START Material for this exercise

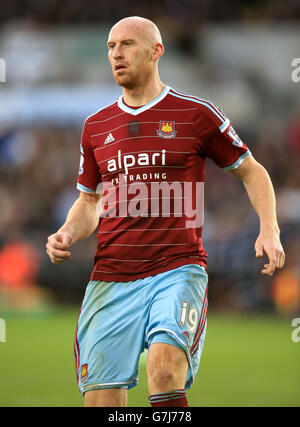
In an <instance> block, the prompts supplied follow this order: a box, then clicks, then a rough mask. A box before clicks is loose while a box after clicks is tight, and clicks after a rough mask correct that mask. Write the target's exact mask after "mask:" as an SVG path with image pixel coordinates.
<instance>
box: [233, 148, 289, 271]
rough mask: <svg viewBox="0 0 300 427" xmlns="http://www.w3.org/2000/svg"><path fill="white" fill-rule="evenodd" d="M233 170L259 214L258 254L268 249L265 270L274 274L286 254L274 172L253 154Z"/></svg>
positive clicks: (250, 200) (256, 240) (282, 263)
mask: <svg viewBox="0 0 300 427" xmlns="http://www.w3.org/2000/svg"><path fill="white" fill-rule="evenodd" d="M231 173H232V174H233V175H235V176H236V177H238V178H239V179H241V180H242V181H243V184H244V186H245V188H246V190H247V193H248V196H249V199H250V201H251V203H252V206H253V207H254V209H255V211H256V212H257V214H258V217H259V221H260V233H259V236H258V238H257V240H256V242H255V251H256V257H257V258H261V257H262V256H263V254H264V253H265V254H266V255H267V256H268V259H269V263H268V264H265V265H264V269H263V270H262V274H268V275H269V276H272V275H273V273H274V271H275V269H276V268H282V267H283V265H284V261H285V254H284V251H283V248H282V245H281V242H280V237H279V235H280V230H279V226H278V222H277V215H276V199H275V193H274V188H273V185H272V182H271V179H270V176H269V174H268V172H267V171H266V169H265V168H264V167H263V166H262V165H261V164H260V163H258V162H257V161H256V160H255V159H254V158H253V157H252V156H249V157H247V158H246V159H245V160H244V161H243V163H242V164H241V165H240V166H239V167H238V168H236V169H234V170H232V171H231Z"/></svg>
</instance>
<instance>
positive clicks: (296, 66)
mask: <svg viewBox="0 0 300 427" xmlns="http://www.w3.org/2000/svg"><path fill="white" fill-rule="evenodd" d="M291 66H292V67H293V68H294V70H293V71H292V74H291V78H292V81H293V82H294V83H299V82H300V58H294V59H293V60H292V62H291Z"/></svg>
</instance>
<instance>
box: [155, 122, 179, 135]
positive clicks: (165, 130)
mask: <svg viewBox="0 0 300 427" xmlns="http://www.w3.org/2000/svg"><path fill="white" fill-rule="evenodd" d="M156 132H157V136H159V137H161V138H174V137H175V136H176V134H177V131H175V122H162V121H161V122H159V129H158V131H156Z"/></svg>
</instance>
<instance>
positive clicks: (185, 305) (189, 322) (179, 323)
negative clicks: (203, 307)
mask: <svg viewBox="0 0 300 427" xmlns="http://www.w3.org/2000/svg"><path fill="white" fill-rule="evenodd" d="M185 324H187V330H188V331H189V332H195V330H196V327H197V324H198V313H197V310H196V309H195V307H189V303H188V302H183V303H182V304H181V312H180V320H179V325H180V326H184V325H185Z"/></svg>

END Material for this exercise
START Material for this exercise

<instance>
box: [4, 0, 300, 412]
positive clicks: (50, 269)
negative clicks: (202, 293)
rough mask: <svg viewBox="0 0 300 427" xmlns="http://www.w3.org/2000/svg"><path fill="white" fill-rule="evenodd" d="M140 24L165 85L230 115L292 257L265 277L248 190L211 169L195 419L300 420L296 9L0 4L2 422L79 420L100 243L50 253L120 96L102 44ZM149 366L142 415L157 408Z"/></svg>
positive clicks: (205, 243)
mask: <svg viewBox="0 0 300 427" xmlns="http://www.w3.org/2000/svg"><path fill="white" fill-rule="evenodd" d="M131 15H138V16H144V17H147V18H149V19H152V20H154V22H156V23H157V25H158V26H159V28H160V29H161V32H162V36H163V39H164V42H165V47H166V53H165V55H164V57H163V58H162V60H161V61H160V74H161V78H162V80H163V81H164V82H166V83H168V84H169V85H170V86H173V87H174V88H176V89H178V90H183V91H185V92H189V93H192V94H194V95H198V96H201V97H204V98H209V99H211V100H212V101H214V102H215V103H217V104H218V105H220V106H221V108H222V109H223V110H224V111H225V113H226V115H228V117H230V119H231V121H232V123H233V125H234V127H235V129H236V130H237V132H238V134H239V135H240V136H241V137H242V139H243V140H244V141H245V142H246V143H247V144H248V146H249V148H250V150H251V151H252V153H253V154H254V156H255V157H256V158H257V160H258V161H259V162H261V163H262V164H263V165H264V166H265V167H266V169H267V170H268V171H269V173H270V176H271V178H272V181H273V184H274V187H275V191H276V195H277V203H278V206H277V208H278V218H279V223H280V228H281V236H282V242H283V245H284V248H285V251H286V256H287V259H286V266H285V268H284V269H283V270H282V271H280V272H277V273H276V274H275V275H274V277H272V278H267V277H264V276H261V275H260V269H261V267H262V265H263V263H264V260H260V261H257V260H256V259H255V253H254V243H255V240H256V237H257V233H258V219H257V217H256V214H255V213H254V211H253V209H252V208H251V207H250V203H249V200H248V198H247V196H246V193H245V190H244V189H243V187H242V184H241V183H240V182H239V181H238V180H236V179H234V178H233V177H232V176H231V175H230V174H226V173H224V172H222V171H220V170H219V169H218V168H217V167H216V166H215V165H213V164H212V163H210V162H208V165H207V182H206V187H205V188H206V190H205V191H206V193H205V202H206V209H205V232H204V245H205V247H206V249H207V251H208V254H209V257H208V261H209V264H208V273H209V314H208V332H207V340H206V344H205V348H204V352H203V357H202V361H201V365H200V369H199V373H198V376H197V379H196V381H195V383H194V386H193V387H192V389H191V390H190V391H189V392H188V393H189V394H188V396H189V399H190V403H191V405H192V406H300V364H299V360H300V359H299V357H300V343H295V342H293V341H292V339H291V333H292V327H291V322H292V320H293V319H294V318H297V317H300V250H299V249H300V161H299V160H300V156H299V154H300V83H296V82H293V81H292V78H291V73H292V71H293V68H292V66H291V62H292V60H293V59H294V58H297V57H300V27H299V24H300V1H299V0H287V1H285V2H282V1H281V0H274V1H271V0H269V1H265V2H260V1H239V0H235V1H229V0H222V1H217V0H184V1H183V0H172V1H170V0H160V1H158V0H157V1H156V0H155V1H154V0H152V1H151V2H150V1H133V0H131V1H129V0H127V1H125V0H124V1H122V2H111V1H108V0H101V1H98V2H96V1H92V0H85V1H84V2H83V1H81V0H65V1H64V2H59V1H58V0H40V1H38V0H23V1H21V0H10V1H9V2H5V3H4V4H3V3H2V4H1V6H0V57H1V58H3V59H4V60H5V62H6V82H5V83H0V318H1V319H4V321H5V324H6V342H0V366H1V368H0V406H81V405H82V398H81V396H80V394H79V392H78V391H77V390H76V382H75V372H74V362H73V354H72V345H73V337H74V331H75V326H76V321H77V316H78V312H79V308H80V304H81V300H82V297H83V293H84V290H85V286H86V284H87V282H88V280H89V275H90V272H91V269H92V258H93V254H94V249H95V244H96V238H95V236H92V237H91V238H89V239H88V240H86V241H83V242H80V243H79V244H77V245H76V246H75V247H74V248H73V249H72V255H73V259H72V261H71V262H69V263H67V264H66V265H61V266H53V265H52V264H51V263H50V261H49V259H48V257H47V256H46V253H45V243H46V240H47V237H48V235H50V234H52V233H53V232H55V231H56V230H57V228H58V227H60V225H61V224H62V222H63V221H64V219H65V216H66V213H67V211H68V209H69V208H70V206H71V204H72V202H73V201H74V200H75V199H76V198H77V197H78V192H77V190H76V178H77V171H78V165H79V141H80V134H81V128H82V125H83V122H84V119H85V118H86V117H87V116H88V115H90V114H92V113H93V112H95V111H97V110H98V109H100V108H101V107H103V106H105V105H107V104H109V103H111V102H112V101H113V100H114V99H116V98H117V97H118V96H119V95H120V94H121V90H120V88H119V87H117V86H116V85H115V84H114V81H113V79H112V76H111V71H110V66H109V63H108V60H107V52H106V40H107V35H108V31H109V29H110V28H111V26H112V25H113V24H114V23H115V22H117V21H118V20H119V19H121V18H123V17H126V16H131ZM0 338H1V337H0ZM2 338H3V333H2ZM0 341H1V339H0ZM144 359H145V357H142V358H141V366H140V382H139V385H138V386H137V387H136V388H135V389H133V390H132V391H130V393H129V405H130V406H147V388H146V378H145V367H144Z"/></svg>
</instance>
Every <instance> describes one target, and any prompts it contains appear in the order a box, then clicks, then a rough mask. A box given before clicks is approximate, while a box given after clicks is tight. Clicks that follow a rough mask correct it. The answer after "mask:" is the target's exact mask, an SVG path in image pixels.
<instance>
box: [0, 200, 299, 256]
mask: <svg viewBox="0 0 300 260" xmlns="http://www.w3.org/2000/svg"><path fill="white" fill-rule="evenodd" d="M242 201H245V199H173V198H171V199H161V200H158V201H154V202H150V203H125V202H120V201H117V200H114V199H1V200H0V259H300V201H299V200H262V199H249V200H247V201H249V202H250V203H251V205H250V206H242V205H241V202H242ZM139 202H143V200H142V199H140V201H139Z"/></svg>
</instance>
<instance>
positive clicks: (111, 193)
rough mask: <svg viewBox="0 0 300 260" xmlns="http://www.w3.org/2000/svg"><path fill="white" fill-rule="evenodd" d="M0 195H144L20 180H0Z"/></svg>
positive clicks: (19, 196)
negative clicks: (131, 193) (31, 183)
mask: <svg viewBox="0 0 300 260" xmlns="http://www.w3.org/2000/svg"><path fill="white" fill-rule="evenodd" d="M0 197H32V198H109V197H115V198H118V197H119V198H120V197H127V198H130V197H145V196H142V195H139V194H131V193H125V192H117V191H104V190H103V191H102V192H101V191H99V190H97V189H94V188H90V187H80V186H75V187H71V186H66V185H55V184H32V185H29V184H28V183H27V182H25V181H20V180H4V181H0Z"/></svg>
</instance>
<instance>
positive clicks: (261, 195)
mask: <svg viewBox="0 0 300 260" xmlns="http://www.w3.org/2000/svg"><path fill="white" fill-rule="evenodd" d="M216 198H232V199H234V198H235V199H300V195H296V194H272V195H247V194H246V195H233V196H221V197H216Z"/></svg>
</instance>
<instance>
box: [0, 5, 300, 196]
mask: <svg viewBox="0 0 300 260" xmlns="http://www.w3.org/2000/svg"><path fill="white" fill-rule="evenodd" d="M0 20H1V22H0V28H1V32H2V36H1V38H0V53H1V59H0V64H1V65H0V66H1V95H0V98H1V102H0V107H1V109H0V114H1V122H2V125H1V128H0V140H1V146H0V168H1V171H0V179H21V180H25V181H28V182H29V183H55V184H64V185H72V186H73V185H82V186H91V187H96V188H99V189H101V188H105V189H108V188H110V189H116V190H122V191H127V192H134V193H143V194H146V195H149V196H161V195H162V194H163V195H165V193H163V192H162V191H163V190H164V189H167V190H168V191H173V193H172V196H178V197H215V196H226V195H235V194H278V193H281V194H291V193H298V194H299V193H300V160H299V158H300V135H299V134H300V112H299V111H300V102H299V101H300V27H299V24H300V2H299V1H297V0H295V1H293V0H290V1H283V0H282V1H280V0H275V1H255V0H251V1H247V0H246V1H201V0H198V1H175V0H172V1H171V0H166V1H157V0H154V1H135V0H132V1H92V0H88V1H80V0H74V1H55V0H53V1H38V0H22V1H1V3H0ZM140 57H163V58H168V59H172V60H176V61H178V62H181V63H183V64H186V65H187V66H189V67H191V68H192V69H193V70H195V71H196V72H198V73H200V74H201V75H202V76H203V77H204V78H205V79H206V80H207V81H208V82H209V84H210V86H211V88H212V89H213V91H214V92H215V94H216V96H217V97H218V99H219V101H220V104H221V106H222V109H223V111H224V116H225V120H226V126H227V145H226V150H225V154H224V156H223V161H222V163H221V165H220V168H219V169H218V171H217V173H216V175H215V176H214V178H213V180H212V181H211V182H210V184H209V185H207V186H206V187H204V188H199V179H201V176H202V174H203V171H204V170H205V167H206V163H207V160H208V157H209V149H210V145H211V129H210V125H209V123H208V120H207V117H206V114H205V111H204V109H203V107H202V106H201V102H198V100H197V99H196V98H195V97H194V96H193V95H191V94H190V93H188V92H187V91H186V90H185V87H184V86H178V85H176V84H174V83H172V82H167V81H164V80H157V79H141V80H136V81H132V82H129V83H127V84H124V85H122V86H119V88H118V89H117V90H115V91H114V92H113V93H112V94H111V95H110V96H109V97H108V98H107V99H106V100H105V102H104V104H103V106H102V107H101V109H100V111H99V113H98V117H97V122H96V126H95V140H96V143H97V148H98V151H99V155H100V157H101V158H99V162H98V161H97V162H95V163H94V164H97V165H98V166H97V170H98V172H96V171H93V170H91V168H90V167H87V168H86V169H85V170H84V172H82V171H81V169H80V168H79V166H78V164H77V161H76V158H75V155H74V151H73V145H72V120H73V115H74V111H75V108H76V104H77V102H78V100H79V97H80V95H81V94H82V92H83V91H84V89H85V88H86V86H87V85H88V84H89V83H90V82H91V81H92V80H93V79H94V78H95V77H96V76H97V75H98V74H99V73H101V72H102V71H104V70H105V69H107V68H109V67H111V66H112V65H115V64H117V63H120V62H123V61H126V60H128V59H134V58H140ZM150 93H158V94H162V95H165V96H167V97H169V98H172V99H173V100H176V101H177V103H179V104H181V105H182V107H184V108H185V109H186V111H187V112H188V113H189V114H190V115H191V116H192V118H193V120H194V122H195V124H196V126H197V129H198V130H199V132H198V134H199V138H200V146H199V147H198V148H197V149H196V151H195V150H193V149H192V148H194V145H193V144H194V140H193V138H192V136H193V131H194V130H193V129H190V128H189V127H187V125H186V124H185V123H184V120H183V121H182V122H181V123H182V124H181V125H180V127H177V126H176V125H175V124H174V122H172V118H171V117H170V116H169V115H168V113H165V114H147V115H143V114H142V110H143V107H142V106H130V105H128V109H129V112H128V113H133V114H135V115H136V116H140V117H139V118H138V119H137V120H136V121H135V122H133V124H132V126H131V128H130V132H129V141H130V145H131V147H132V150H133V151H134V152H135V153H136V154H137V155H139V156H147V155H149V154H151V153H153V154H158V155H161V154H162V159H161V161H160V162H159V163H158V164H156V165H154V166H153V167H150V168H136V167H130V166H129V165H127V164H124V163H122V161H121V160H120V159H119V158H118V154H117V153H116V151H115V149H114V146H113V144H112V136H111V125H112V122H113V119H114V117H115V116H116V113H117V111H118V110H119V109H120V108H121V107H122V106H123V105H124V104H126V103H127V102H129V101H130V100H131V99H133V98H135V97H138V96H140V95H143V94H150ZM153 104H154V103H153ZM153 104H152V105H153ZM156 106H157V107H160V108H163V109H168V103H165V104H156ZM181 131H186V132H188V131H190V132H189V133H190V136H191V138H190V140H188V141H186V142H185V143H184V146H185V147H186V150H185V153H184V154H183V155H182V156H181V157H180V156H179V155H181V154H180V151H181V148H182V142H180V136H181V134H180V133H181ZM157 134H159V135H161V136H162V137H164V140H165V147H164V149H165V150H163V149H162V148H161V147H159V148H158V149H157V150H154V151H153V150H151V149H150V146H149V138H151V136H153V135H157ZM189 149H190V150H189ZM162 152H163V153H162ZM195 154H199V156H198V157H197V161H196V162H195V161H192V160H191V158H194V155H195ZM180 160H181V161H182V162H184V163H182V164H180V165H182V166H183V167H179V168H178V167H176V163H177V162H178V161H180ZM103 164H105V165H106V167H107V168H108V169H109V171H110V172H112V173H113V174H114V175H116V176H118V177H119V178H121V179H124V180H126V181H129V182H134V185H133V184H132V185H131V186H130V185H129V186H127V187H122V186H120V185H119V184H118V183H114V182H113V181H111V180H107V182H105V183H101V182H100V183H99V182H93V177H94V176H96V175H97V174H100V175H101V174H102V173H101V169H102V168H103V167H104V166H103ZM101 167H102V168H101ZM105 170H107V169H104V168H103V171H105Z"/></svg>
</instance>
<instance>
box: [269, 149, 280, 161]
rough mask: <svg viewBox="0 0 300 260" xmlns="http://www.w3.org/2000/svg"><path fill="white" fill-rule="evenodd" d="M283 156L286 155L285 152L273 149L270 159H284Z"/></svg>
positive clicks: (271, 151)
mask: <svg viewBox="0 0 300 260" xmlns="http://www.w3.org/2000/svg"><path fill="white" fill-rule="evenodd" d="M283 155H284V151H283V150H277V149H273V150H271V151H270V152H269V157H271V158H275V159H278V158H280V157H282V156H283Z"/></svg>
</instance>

END Material for this exercise

**Exercise description:**
When you reach the line with "In an <instance>" in the records above, start writing out lines exactly, and stop once the line with "box: [155, 122, 179, 135]" has been written; include nothing else.

**Exercise response:**
In an <instance> block, the prompts supplied follow this order: a box, then clicks, then a rough mask. A box before clicks is loose while a box after clicks is tight, and clicks after a rough mask correct that mask. Write the target's exact mask after "mask:" as an SVG path with image pixel coordinates.
<instance>
box: [233, 148, 289, 271]
rough mask: <svg viewBox="0 0 300 427" xmlns="http://www.w3.org/2000/svg"><path fill="white" fill-rule="evenodd" d="M233 170L259 214L258 254L268 249L265 270L274 274L286 254L274 172L253 154Z"/></svg>
positive clicks: (250, 200) (256, 240) (282, 263)
mask: <svg viewBox="0 0 300 427" xmlns="http://www.w3.org/2000/svg"><path fill="white" fill-rule="evenodd" d="M231 173H232V174H233V175H235V176H236V177H238V178H239V179H241V180H242V181H243V184H244V186H245V188H246V190H247V193H248V196H249V199H250V201H251V203H252V206H253V207H254V209H255V211H256V212H257V214H258V217H259V221H260V233H259V236H258V238H257V240H256V242H255V251H256V257H257V258H261V257H262V256H263V254H264V253H265V254H266V255H267V256H268V259H269V263H268V264H265V265H264V269H263V270H262V274H268V275H269V276H272V275H273V273H274V271H275V269H276V268H282V267H283V265H284V261H285V254H284V251H283V248H282V245H281V242H280V237H279V235H280V230H279V226H278V222H277V215H276V199H275V193H274V188H273V185H272V182H271V179H270V176H269V174H268V172H267V171H266V169H265V168H264V167H263V166H262V165H261V164H260V163H258V162H257V161H256V160H255V159H254V158H253V157H252V156H249V157H247V158H246V159H245V160H244V161H243V163H242V164H241V165H240V166H239V167H238V168H236V169H234V170H232V171H231Z"/></svg>
</instance>
<instance>
positive clicks: (296, 66)
mask: <svg viewBox="0 0 300 427" xmlns="http://www.w3.org/2000/svg"><path fill="white" fill-rule="evenodd" d="M291 66H292V67H293V68H294V70H293V71H292V74H291V78H292V81H293V82H294V83H299V82H300V58H294V59H293V60H292V62H291Z"/></svg>
</instance>
<instance>
box: [155, 122, 179, 135]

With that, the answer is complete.